§ Do this
Copy out the stretch of records from the line containing "Target = live-edge wood desk" through the line containing "x=231 y=246", both lines included, reproducing each line as it stands.

[A block of data]
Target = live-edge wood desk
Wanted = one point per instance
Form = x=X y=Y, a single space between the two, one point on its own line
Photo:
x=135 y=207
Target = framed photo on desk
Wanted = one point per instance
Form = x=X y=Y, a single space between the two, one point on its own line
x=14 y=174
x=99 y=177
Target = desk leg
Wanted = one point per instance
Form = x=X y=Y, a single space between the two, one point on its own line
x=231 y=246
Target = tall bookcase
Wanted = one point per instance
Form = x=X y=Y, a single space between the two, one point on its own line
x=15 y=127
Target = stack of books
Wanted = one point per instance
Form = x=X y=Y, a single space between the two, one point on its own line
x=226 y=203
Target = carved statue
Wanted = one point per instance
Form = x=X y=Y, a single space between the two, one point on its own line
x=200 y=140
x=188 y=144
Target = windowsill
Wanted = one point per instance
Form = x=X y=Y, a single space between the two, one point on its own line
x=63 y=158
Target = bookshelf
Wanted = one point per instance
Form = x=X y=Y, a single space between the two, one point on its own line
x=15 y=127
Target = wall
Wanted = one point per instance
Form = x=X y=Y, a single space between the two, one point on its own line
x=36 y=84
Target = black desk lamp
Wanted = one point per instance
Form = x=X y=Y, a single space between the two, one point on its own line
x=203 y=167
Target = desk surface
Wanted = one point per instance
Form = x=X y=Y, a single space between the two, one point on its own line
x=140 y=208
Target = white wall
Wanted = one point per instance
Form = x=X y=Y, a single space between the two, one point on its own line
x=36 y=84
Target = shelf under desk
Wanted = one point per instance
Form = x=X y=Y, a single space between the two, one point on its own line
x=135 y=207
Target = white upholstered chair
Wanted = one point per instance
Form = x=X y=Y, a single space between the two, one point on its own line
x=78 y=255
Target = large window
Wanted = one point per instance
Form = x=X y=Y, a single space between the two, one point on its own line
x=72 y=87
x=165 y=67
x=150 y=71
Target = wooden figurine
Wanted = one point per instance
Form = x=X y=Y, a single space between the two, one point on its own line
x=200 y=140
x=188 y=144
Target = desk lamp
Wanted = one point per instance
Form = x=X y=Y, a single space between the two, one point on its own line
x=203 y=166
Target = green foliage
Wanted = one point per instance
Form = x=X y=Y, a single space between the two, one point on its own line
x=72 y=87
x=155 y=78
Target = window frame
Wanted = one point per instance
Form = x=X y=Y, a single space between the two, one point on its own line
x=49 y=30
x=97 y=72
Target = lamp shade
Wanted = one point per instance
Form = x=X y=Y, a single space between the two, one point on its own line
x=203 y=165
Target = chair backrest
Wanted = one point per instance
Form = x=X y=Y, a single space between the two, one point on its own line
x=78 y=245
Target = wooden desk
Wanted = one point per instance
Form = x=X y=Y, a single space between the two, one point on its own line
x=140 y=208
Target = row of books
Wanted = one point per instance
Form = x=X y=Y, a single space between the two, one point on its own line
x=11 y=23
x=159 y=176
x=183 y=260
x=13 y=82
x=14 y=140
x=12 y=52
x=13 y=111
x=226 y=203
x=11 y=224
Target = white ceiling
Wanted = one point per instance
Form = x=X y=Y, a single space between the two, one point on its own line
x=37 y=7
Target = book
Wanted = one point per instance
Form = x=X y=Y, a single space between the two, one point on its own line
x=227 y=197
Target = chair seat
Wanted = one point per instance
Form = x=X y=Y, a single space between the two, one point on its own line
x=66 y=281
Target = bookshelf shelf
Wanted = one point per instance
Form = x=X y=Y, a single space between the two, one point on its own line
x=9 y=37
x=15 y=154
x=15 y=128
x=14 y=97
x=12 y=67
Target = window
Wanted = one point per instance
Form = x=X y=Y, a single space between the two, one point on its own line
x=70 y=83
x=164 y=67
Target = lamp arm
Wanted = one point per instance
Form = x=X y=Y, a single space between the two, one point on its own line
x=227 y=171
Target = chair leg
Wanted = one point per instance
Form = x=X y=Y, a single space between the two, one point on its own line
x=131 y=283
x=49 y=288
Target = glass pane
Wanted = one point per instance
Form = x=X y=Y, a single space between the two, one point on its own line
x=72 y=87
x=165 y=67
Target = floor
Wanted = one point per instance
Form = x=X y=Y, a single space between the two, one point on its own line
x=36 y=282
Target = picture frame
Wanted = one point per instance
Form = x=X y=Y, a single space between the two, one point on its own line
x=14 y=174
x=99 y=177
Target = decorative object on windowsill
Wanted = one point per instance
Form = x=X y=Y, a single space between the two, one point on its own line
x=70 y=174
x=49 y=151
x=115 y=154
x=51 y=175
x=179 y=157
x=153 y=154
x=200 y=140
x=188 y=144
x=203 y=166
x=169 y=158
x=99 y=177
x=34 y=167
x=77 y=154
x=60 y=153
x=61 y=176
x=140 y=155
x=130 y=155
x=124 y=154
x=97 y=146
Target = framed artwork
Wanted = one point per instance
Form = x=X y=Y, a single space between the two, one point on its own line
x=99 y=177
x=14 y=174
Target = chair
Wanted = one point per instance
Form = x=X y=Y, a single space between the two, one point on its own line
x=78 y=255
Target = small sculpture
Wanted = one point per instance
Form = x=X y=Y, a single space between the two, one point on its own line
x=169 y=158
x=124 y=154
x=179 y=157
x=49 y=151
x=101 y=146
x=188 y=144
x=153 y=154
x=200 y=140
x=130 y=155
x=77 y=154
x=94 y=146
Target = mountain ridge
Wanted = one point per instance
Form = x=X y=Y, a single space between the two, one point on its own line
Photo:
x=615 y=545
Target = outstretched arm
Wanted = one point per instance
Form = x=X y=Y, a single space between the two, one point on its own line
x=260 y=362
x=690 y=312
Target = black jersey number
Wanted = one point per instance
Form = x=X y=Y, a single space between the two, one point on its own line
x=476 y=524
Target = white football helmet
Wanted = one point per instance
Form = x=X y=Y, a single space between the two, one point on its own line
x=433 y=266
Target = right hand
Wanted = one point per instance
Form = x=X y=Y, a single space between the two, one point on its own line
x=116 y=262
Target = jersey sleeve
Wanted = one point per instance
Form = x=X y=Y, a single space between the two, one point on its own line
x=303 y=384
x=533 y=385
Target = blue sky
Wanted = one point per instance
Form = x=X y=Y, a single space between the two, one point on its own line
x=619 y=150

--

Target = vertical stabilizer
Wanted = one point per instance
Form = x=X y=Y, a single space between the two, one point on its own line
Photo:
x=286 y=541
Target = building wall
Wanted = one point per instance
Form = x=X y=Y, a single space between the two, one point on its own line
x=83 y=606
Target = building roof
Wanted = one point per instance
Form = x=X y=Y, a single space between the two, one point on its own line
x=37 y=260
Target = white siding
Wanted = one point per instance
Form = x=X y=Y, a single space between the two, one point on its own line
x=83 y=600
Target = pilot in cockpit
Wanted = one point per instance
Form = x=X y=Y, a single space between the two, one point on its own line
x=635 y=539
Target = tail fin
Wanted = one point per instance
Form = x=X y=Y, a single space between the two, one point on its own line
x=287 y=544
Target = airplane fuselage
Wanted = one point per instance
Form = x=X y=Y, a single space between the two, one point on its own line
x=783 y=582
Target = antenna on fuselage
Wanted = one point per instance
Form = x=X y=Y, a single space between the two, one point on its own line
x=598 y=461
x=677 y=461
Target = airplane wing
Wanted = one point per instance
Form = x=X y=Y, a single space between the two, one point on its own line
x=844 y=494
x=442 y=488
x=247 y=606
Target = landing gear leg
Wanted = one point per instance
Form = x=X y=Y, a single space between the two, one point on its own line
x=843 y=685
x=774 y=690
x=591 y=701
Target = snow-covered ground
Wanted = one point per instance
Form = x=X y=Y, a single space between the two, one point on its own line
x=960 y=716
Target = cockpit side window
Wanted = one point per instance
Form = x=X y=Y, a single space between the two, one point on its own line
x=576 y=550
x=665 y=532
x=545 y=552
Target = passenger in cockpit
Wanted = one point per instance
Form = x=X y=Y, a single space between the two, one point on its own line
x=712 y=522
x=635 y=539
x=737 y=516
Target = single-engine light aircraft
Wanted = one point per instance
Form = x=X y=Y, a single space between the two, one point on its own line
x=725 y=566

---

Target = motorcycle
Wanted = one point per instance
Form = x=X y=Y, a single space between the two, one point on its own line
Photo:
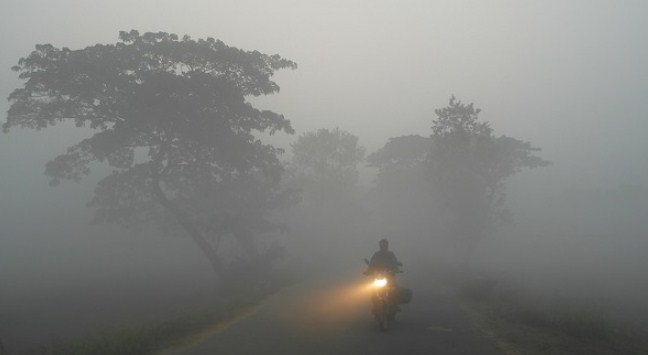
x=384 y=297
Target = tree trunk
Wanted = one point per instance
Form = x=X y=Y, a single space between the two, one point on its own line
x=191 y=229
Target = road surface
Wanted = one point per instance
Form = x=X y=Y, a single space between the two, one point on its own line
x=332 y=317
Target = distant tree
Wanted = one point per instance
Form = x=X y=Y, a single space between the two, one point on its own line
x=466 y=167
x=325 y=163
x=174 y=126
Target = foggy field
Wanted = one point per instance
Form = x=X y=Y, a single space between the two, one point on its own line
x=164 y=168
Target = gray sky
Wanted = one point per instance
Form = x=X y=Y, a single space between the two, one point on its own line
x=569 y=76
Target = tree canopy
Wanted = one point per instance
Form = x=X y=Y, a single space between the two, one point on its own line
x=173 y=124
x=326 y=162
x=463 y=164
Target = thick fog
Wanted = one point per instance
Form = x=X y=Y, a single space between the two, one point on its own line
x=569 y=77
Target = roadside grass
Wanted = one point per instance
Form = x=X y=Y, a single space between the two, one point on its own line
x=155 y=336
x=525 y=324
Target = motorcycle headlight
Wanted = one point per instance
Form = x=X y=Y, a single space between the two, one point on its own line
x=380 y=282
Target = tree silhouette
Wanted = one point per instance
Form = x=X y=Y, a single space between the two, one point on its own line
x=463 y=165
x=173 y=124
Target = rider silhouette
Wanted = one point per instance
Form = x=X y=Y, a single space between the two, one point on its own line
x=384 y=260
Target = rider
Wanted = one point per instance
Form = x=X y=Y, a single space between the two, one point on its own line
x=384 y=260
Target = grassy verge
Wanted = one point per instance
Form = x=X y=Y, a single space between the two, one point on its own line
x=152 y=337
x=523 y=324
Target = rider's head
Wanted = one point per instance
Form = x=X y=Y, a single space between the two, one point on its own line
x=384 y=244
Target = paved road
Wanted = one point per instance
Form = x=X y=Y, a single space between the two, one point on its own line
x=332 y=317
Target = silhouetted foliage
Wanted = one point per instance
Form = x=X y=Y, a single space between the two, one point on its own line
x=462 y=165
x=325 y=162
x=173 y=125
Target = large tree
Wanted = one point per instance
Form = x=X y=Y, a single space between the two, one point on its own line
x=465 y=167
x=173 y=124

§ Result of the exercise
Target = live-edge wood desk
Wanted = one point per instance
Form = x=X y=Y, a single space between the two, one point on its own line
Photo:
x=135 y=207
Target = framed photo on desk
Wanted = one point per instance
Form = x=X y=Y, a single space between the two, one point on its own line
x=14 y=174
x=99 y=177
Target = desk leg
Wanted = one point per instance
Form = x=X y=Y, a single space between the two, one point on its own line
x=231 y=246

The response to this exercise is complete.